- _INSTRUCTION_: Condense the paragraph of the transcript below that begins "Bob, Hank has heard me talk about this" into a brief bulleted list that keeps its main facts.
** start GIVEN PASSAGE **
Prof. Robert Freeman: 11:00 We look at the rest of his life, John and Hank, his devotion and his service. I’ve had the good fortune of traveling with Elder Backman out to the trails in Wyoming where the handcart pioneers made their journey to Martin’s Cove and I think, well, Robert Backman knew a lot about those things that are hard. He could connect well to the pioneers and to our early church history and to the Doctrine & Covenants in his own right.
Hank Smith: 11:39 Wow.
John Bytheway: 11:40 Bob, Hank has heard me talk about this many times probably, but my dad was not a member of the church, was a a Seaman First Class, a lookout in the gunner’s mate on the USS Saratoga, but was invited to church by some buddies at South High School. Cal Miller was one, Keith Crawford another. My dad said they dragged me to church often cruelly. He attended church in the Saratoga. When he got home he said, I should date some LDS girls, which completely changed his life and mine and so I think about what you were saying, how even in the very worst of circumstances, the Lord can find a way to do something good. You mentioned President Hinckley. I believe that the church in the Philippines was started there by servicemen in 1962. That has a place in my heart because that’s where I served my mission.
Hank Smith: 12:34 John. Yes, I have heard you talk about your dad often and I love it every time that you do. I feel a little out of place here. You’ve both written books on this. We’ve already talked about Saints at War and the many volumes that you’ve done there, Bob, but John, you wrote two books called Supersonic Saints. I’ve heard about that from quite a few people. As I meet people throughout the world that know John Bytheway, and they’ll frequently, I loved those Supersonic Saints books.
John Bytheway: 13:04 Thank you, Hank. I love airplanes. I just think they’re beautiful and sleek and they have to be because they’re going to fly through the air. Airplanes are like gorgeous sculptures. But I had a roommate, Tom McKnight, who had to crash land an A4 Skyhawk on a carrier during his training. His story was so good. I was like, Tom, write that down, and then I started collecting others and thought back in the day when I was a priest, I would’ve loved reading these stories, you know? I was so thrilled with how many veterans were willing to share their their stories. I can share one with you if you like. I met on a trip, a Vietnam veteran named David Stock. He said that when he grew up he knew he’d probably have to go to war, but he heard about a program called High School to Helicopters in New Mexico.
** end GIVEN PASSAGE **
** start MATERIAL **
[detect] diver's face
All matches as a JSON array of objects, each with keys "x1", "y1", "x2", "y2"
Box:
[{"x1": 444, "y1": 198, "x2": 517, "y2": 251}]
** end MATERIAL **
- _TASK ANSWER_:
- John Bytheway's father was not a church member. He served as a Seaman First Class and lookout on the USS Saratoga.
- Buddies from South High School, including Cal Miller and Keith Crawford, invited him to church, and he attended church on the Saratoga.
- When he got home, he decided to date LDS girls. That choice changed his life and his son's.
- Bytheway sees this as an example of how the Lord can bring good out of the worst circumstances.
- He believes servicemen started the church in the Philippines in 1962. The Philippines is where he served his mission.